_Document section_
In modern medicine, most of us have experienced conventional medical treatment: you go to a physician, and the physician asks you about your symptoms, maybe checking your temperature, blood pressure, weight, and perhaps reflexes and other things. Then the doctor diagnoses the problem based on the information he or she has obtained, and recommends a treatment or procedure, perhaps accompanying that with a prescription of some sort. And there’s nothing wrong with any of that.
Normally the conventional medical doctor looks strictly at things going on in your body, because those are the things that are most easily observed and measured. It is relatively easy, for example, to measure how much you weigh, your body temperature, or your blood pressure. Those are numbers, and can be compared to norms for your age, sex, and so forth.
But modern medicine is rediscovering what the ancients knew for centuries: the condition and health of the body are affected by the mental and spiritual state of the person. The word “holistic” (sometimes spelled as “wholistic”) comes from the concept of treating the whole person: body, mind, and spirit.
We know, for example, how our emotions can affect our bodies. Think about how someone may feel when about to take an important step in their life: a final exam for graduation, propose to their intended spouse, or go into battle for the first time. The body produces adrenaline. The pulse races; the breathing may become rapid. Of course, these particular situations are temporary, but it’s undeniable that they occur, and in some situations (a stressful job, being a long-term caregiver, PTSD, etc.) they can continue for months or years.
The spiritual side of things cannot be ignored, either. Time after time, research and study have shown that people with vital spiritual lives generally have less depression, lower blood pressure, and tend to live longer, more productive lives. This doesn’t mean that everyone who attends their church or synagogue will live a long, healthy life–being religious doesn’t equate with being spiritual. But it does indicate that having a healthy attitude toward God and inner spirituality, can aid in having a happier and longer lifespan.

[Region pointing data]
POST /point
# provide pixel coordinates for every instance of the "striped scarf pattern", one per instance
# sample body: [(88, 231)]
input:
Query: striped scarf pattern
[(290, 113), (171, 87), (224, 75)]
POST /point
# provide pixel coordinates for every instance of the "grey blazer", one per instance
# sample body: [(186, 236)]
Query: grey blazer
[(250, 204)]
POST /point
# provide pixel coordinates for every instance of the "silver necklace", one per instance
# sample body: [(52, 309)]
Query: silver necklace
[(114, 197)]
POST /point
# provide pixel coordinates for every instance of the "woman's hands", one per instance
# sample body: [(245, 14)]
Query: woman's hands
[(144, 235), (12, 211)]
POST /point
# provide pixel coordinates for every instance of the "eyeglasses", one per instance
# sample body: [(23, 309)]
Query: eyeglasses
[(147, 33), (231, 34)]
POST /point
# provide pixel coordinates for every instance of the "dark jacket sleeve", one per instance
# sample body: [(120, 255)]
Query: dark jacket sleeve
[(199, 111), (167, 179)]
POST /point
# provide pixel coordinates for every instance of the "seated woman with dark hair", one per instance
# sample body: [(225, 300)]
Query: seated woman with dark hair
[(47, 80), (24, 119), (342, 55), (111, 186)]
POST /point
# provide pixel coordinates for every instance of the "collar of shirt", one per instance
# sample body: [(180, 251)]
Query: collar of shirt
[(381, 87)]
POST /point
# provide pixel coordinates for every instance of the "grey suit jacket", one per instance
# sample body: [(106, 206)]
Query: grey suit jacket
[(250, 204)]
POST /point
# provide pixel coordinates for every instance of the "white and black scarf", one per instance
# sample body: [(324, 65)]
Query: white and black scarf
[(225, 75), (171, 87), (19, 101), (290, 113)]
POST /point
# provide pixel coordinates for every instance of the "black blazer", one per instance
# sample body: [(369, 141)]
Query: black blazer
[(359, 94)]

_Exercise tasks_
- 1) Return, word for word, the part of the holistic medicine passage from "But modern medicine" up to and including "mind, and spirit.".
- 2) In the holistic medicine passage, what concept does the word "holistic" come from?

_Solutions_
- 1)
But modern medicine is rediscovering what the ancients knew for centuries: the condition and health of the body are affected by the mental and spiritual state of the person. The word “holistic” (sometimes spelled as “wholistic”) comes from the concept of treating the whole person: body, mind, and spirit.

- 2) It comes from the concept of treating the whole person: body, mind, and spirit.